▸ **Job**
Reproduce every item below, substituting "Locate" wherever "Identify" occurs and changing nothing else.
====================
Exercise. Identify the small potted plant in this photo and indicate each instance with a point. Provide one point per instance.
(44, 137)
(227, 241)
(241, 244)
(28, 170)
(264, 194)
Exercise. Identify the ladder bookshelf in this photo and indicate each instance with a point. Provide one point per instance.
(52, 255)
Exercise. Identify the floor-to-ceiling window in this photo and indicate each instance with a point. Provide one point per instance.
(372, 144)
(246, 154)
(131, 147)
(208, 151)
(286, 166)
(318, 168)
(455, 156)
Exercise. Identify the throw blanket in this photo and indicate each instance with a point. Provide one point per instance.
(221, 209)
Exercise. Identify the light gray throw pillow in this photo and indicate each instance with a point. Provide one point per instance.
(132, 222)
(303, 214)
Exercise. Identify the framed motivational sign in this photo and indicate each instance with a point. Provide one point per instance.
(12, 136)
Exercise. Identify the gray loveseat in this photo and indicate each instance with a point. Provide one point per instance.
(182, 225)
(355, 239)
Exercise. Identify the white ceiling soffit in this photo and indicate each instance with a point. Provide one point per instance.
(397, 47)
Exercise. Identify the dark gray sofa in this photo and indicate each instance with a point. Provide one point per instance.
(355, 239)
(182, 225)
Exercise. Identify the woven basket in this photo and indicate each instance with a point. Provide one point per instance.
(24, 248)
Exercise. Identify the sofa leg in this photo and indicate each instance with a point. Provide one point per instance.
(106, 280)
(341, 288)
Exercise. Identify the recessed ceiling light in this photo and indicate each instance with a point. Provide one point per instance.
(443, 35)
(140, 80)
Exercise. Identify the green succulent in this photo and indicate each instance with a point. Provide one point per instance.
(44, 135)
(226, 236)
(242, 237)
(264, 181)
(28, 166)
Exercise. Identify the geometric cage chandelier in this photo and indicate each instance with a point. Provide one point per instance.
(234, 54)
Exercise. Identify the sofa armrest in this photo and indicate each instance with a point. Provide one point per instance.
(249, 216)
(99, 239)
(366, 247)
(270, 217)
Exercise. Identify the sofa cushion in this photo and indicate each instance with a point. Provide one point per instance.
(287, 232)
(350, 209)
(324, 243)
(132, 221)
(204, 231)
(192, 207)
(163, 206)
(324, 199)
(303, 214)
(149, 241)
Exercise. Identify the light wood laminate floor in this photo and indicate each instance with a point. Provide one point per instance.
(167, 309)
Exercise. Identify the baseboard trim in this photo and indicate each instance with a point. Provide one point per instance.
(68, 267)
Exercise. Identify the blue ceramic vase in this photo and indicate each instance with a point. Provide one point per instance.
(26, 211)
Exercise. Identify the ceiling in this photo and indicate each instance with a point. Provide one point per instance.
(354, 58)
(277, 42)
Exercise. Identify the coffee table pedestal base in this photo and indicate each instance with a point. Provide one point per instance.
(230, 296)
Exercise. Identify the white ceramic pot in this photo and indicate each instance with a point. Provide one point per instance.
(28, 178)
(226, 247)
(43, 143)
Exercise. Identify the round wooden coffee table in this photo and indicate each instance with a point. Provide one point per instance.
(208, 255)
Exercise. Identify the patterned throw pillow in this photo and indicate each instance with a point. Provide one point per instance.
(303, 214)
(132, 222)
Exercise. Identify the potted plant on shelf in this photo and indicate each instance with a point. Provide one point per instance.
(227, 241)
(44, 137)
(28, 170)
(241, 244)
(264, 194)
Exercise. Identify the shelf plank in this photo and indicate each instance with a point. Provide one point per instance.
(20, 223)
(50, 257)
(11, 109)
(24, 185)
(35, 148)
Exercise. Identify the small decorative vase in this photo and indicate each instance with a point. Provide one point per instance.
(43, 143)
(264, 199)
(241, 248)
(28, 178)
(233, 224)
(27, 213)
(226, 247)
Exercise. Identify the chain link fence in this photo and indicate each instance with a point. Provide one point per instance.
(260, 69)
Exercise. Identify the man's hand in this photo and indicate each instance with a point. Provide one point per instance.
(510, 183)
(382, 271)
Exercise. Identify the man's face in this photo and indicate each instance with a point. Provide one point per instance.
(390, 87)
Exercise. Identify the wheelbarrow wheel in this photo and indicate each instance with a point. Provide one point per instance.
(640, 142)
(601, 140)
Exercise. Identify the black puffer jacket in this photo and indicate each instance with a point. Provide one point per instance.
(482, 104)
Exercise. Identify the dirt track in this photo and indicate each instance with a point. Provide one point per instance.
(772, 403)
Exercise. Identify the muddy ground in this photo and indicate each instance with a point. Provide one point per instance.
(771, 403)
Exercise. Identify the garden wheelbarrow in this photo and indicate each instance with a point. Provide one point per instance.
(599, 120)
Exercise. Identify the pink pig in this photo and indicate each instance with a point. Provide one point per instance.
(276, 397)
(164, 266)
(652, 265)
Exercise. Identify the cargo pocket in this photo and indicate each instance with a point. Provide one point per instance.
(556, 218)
====================
▸ **Solution for this problem**
Exercise. Locate the small potted plant in this photo and indicate each instance with a point. Provide one point per instance.
(44, 137)
(227, 241)
(241, 244)
(28, 170)
(264, 194)
Exercise. Locate the ladder bookshelf in this photo and indicate each instance with a point. Provide one point per instance.
(52, 255)
Exercise. Locate the floor-to-ceiling window in this photo and indicate each instance with a point. Provide one point per instance.
(372, 144)
(246, 154)
(131, 147)
(208, 151)
(286, 166)
(318, 168)
(455, 156)
Exercise. Locate the throw blanket in this photo and indicate each instance with a point. Provide one point per instance.
(221, 209)
Exercise. Locate the light gray throw pillow in this photo and indicate each instance with a point. Provide one point per instance.
(132, 222)
(303, 214)
Exercise. Locate the framed motivational sign in this photo and indicate each instance with a point. Provide one point per instance.
(12, 136)
Exercise. Locate the gray loveseat in this photo and indicate each instance with a point. Provide one point per instance.
(182, 225)
(355, 239)
Exercise. Locate the white ceiling soffit in this photo and indicate each instance with a point. Provide one point per instance.
(397, 47)
Exercise. Locate the dark gray sofa in this photo and indicate each instance with a point. Provide one point per instance.
(355, 239)
(182, 225)
Exercise. Locate the woven basket in this photo and indicate each instance with a point. Provide one point per instance.
(24, 248)
Exercise. Locate the sofa leg in this photo and indicate each instance with a point. Provide one point per instance.
(106, 280)
(341, 288)
Exercise. Locate the recessed ceiling light in this photo and indicate each instance with a point. Provide one point per instance.
(443, 35)
(140, 80)
Exercise. Locate the green succulent in this photo and indicate each instance with a point. Provide one point per instance.
(44, 135)
(226, 236)
(242, 237)
(264, 181)
(28, 166)
Exercise. Locate the geometric cage chandelier in this photo and indicate each instance with a point. Provide one point per instance.
(234, 54)
Exercise. Locate the sofa armrest in this photo and indicate each instance with a point. Provide one point per instance.
(249, 216)
(99, 239)
(366, 247)
(270, 217)
Exercise. Locate the sofa cushion in this photo and indicate each instance with a point. Provide one point per instance.
(287, 232)
(350, 209)
(324, 243)
(132, 221)
(204, 231)
(192, 207)
(163, 206)
(324, 199)
(303, 214)
(149, 241)
Exercise. Locate the light wood laminate floor in this photo and indicate each instance with a point. Provide one point per instance.
(167, 309)
Exercise. Locate the baseboard trim in this photo and indicate each instance with a point. Provide one point per instance.
(68, 267)
Exercise. Locate the blue ceramic vase in this photo and indicate each instance with a point. Provide one point per instance.
(26, 211)
Exercise. Locate the ceiling in this photo and indicate each instance with a point. Provide one point per instance.
(354, 58)
(277, 42)
Exercise. Locate the coffee table pedestal base in this photo and indicate each instance with a point. Provide one point per instance.
(230, 296)
Exercise. Locate the white ceramic pot in this photo and indicate each instance with a point. Provide one point per instance.
(28, 178)
(226, 247)
(43, 143)
Exercise. Locate the round wooden coffee table in this photo and indicate each instance with a point. Provide one point per instance.
(208, 255)
Exercise. Locate the patterned throw pillow in this photo and indicate each instance with a point. Provide one point per instance.
(303, 214)
(132, 222)
Exercise. Locate the potted plant on shelf in this photo and indicate each instance with a point. Provide one point per instance.
(227, 241)
(44, 137)
(28, 170)
(241, 244)
(264, 194)
Exercise. Locate the shelf plank in this photo and indicate each instance with a point. Provide one point per instance.
(20, 223)
(50, 257)
(11, 109)
(24, 185)
(35, 148)
Exercise. Locate the small decorative vase in this photo and indicate each instance with a point. Provide one point per instance.
(43, 143)
(264, 199)
(241, 248)
(28, 178)
(233, 224)
(27, 213)
(226, 247)
Exercise. Locate the chain link fence in this photo and indicate each instance with a point. Provide one point per instance.
(260, 69)
Exercise. Locate the man's hand in this photo and indicate each instance with a point. Provide one point per instance.
(510, 183)
(382, 271)
Exercise. Locate the man's face in this photo and indicate each instance with a point. Provide one point per instance.
(390, 87)
Exercise. Locate the wheelbarrow wheel in this photo and indicate each instance with a point. Provide one point per instance.
(640, 142)
(601, 140)
Exercise. Locate the black puffer jacket in this photo and indicate each instance with a point. Provide one point per instance.
(482, 104)
Exercise. Locate the dirt track in this photo and indicate each instance with a point. Provide one point per instance.
(772, 403)
Exercise. Locate the muddy ground in this photo and indicate each instance with a point. Provide one point per instance.
(771, 403)
Exercise. Locate the garden wheelbarrow in this photo and indicate each instance with a point. Provide one point per instance.
(599, 120)
Exercise. Locate the pink pig in this photo and indicate each instance with a point. Provide one point per instance.
(276, 397)
(164, 266)
(652, 265)
Exercise. Locate the cargo pocket in this photo and indicate each instance with a point. Provide one point per instance.
(556, 218)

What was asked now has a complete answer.